(Dataset rows)
------

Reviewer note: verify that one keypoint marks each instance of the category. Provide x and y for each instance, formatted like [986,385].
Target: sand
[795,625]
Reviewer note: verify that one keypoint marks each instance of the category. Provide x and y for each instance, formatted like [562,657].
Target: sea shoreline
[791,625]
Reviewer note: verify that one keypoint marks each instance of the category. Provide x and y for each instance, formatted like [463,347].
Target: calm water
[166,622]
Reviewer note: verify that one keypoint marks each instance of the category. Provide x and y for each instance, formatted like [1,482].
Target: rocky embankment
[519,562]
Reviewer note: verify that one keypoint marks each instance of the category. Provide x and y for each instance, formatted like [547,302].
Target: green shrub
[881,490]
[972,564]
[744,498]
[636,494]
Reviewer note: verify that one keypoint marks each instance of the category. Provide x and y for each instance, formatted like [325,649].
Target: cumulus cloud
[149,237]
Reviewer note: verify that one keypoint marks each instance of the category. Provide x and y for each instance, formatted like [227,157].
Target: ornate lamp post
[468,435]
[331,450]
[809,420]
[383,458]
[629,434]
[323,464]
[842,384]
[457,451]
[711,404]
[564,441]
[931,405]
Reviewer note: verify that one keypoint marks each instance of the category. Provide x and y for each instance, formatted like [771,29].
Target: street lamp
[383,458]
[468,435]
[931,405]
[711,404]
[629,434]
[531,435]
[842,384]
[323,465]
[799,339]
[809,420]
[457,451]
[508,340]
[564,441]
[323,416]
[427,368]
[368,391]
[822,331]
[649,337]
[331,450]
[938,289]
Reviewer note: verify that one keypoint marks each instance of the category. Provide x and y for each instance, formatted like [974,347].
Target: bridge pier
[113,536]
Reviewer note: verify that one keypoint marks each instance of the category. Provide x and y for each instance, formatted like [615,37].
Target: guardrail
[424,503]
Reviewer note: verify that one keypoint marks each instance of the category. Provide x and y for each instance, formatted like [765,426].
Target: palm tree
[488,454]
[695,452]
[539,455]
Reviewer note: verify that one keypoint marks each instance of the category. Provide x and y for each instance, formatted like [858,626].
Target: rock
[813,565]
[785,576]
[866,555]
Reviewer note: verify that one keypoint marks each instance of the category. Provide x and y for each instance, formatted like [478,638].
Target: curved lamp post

------

WHAT YOU ARE ASKED TO DO: Recast every line of the entries above as a numbered list, dropping any blank lines.

ANSWER TO THIS TASK:
1. Reviewer note: verify that one keypoint marks each instance of the category. Provide x and y for each instance, formatted like [986,385].
2. Target: sand
3. [795,625]
4. Reviewer note: verify that one keypoint marks each instance of the category. Provide x and y for each instance, formatted like [562,657].
5. Target: sea shoreline
6. [791,625]
7. Reviewer note: verify that one keypoint marks each instance of the category. Provide x and y for each instance, formatted like [463,347].
8. Target: calm water
9. [166,622]
10. Reviewer note: verify that one keypoint marks each instance of the category. Provide x and y for each instance, formatted like [1,482].
11. Target: rocky embankment
12. [519,562]
13. Reviewer note: verify that one keypoint marks each instance of the category. Provide x and y for each instance, formatted like [547,302].
14. Target: green shrub
15. [881,490]
16. [972,564]
17. [744,498]
18. [636,494]
19. Reviewer note: verify that one keypoint marks each instance of the category. Provide x and y for each instance, formatted like [325,649].
20. Target: cumulus cloud
21. [149,237]
22. Reviewer note: verify that one keypoint marks each instance of the category. Provide x and y for each instance, formatted like [227,157].
23. Target: ornate lamp post
24. [468,435]
25. [331,450]
26. [809,420]
27. [383,458]
28. [629,434]
29. [323,464]
30. [842,384]
31. [457,451]
32. [711,404]
33. [564,441]
34. [931,405]
35. Reviewer note: verify that one keypoint marks each instance of the category. Provide x and y for each instance, formatted like [771,29].
36. Target: street lamp
37. [383,458]
38. [468,435]
39. [931,405]
40. [711,404]
41. [629,434]
42. [531,435]
43. [842,384]
44. [323,465]
45. [799,339]
46. [809,420]
47. [457,451]
48. [508,340]
49. [564,441]
50. [323,416]
51. [427,368]
52. [368,391]
53. [822,331]
54. [649,337]
55. [331,450]
56. [938,289]
57. Reviewer note: verify that one keypoint marks each instance of the category. Provide x and y for each instance, formatted like [974,347].
58. Target: bridge pier
59. [113,536]
60. Reviewer note: verify that one keypoint marks each instance of the category. Provide x and y for each instance, formatted like [615,37].
61. Target: guardrail
62. [424,503]
63. Reviewer note: verify that one keypoint marks each instance of the category. Provide x and y for each instance, formatted like [765,426].
64. Target: palm tree
65. [488,454]
66. [695,452]
67. [539,455]
68. Reviewer note: verify that one keypoint marks each instance of the category. Provide x and y for each instance, formatted like [858,626].
69. Target: rock
70. [813,565]
71. [785,576]
72. [866,555]
73. Reviewer note: verify that one keypoint marks each instance of the category. Provide x and y for each instance, formatted like [478,638].
74. Target: curved lamp post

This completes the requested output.